_Tugas Latihan_:
[A] Terjemahkan kalimat "Siswa merasakan semacam beban dalam belajar Bahasa Inggris." dari teks tentang penilaian dalam pembelajaran Bahasa Inggris ke dalam bahasa Inggris.
[B] Daftarkan setiap bilangan berbeda yang ditulis dengan angka dalam teks tentang penilaian dalam pembelajaran Bahasa Inggris.

_Teks Ditampilkan_:
Thursday, December 26, 2019

Marsigit Philosophy Class 2019 Assignment 1 Permasalahan penilaian dalam pembelajaran Bahasa Inggris

Marsigit Philosophy Class 2019 Assignment 1
PERMASALAHAN PENILAIAN DALAM PEMBELAJARAN BAHASA INGGRIS
Oleh
Laily Amin Fajariyah
(NIM. 19701261019)

Marsigit Philosophy Class 2019 Assignment 1. Berdasarkan pengalaman saya mengajar Bahasa Inggris di sebuah SMP di Gunungkidul sejak 2010, pembelajaran Bahasa Inggris masih menjadi pembelajaran yang “ditakuti” selain Matematika. Siswa merasakan semacam beban dalam belajar Bahasa Inggris. Mereka belajar mata pelajaran tersebut karena memang bagian dari pembelajaran wajib di sekolah. Kurangnya kesadaran pentingnya Bahasa Inggris dalam kehidupan sehari-hari menjadikan motivasi belajar mereka kurang. Di sini sebagai guru, tugas saya yang pertama adalam membuat mereka tertarik belajar Bahasa Inggris dan kemudian aktif dalam pembelajaran.

_Catatan Tersimpan_:
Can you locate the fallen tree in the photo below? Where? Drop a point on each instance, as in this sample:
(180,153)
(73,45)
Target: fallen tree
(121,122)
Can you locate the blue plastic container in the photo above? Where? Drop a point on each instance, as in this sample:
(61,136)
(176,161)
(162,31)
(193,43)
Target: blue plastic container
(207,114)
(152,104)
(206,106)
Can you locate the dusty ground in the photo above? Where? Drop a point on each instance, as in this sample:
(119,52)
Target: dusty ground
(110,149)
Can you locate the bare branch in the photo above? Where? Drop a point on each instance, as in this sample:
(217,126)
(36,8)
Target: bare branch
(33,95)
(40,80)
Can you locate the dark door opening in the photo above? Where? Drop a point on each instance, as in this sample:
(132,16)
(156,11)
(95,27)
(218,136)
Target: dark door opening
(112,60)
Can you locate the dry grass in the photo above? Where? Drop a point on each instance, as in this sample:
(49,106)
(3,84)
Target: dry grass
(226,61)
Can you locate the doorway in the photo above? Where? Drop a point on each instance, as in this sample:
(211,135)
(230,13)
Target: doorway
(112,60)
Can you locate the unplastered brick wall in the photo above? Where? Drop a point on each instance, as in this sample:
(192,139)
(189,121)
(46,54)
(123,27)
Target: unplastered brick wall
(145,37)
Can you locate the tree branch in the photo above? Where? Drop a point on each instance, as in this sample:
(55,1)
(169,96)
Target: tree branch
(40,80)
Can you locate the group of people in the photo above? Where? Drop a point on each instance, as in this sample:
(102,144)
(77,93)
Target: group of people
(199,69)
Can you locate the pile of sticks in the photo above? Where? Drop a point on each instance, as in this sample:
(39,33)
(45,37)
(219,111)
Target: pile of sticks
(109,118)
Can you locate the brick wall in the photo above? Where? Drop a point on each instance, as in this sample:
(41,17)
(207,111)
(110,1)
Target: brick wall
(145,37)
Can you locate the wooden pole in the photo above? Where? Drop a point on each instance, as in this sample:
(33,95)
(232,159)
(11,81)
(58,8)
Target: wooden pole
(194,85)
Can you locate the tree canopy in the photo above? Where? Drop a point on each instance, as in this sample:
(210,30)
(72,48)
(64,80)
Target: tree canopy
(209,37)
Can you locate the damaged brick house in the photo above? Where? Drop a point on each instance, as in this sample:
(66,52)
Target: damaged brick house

_Jawaban Tiap Tugas_:
[A] Students feel a kind of burden in learning English.

[B] 26, 2019, 1, 19701261019, 2010